__Consignes de l'exercice__
A – Répondez brièvement à ces questions sur l'hommage à Maman Djeuffa Suzanne :
(i) À quelle date cela fera-t-il quatre ans que la mère est partie ?
(ii) Quel est le titre de la chanson d'Elvis Kemayou mentionnée ?
(iii) En quelle année la mère a-t-elle réitéré ses vœux lors du tout premier déplacement au pays ?
B – Poursuivez l'hommage à Maman Djeuffa Suzanne à partir de sa dernière phrase.

__Texte étudié__

↓↓↓

JPNGAS

Le mérite, la fierté de ceci ne te revient il pas avant tout maman? (26 03 2017)

HOMMAGE À MAMAN DJEUFFA SUZANNE "MAVU": MON TÉMOIGNAGE DE REMERCIEMENT


1

Ça fera 4 ans le 30 du mois prochain que tu nous as quitté. En ce temps que nous ficelons les derniers réglages pour les

adieux, tes funérailles, commémoration qui dans la tradition Bamileké consacrera ton entrée parmi les ancêtres, je voudrais au delà de ce que tu représente et a fais pour nous, à moi que je ne saurais dénombrer ni repayer te dire merci pour toute autre chose de plus, te rendre un vibrant hommage pour cette réalisation qui se dresse à point nommé ainsi que ses corollaires et pourquoi donc après ton départ? J'aurais tant aimé le dire en chanson comme le fit Elvis Kemayou sur un sujet distinct et un contexte autre à sa mère dans son célèbre tube intitulé "Mama", Carlos K comme il le fît pour nous en date du 4/8/12 dans "Mama nga pen no" mais hélas je n'ai pas ce don là. Je ne saurais être certain que ces mots à eux seuls même s'ils étaient gravés ou écrits en lettres d'or, en Fe'fé" ou en Balengou et non dans cette langue d'emprunt que j'utilise à contrecœur suffiront ni que tu m'entendras mais ne dit on pas que les morts ne sont pas morts?


2 .


S'il y a une seule résolution que j'ai prise la veille de ton inhumation sans toutefois savoir comment je m'y prendrais, c'est-à-dire matérialiser l'écho de cette voix intérieure qui m'interpella (alors que je m'étais adossé en compagnie de mon ami Achile sur le siège du véhicule à côté de la tombe prête à t'accueillir) sans une préparation adéquate, c'est bien celle de ne pas enterrer les efforts que toi en particulier et d'autres avez déployés des décennies durant pour mettre en valeur et maintenir la parcelle sur laquelle nous nous sommes rassemblés ce jour pour la messe d'action de grâce dans le giron familial, c'est bien celle de ne pas oublier ce que tu as enduré ou trahir les vœux que tu n'avais cessé de m'exprimer au téléphone et que tu réitéra en ces lieux en 2006 lors de mon tout premier déplacement au pays après plusieurs années à l'étranger en présence de 2 de mes aînés je veux dire me voir y ériger ma case, c'est bien celle de me dire qu'on ne pouvait pas se permettre de s'arrêter en si bon chemin, contempler ou laisser le restant de ces maigres parpaings faits par tes soins périr des intempéries avec le risque de rendre indigne le nom que je porte.

↑↑↑

__Items fournis__
↓↓↓

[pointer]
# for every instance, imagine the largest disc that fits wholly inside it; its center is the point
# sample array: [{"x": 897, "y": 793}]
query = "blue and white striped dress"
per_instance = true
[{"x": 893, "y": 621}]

↑↑↑

__Réponses attendues__
A –
(i) Le 30 du mois prochain.
(ii) « Mama ».
(iii) En 2006.

B –
3


Comment pouvais je oublier cette scène dans la plantation familiale, la lueur dans tes yeux, la joie qui t'emporta au point où tu t'enroula à même le sol là où tu cultivais ce jour là? Nous pensions en s'avançant subrepticement vers toi en file indienne que ce n'est que tout près que tu reconnaîtra celui qui fermait la queue mais tu avais pu m'identifier dans le pénombre et cela en dépit de la distance. Tu revoyais ce jour là en chair et en os devant toi à Pouchii, flanqué des aînés le fils parti, celui là que tu t'étais habitué à n'entendre que la voix, recevoir de ses nouvelles et autres...


4


Nonobstant l'infirmité de son poids dans mon élan, je ne peux manquer de t'avouer, de relever sans toutefois m'éloigner de ce témoignage de remerciement qu'a également traversé mes pensées la question de savoir si l'homme au lieu de faire ce que lui accorde la grâce, ce que lui commande son moi intérieur devrait savoir d'avance, supposer ou estimer combien de jours, de semaines ou d'années il pourra habiter une demeure pour l'ériger? s'il jouira d'une œuvre pour y travailler? Je n'ai pas résisté non plus de me demander si les astres, les médiums pouvaient pertinemment situer l'être sur le temps de son souffle, de sa durée de vie, ne serions nous pas au delà de l'impératif qu'est s'abriter, d'en laisser à la progéniture et à la prospérité quand on le veut et qu'on le peut moins nombreux à s'engager à construire mais plus prompt à vivre à fond le présent, plus dépensier sur le court terme et moins prévoyant? Je n'ai pas pu m'abstenir à la suite de m'interroger si l'homme devrait avoir de la lisibilité, supposer ou imaginer ce qui pourra advenir d'une œuvre en son absence, après soi avec ou sans volontés exprimées pour projeter, l'initier, l'élever ou pas?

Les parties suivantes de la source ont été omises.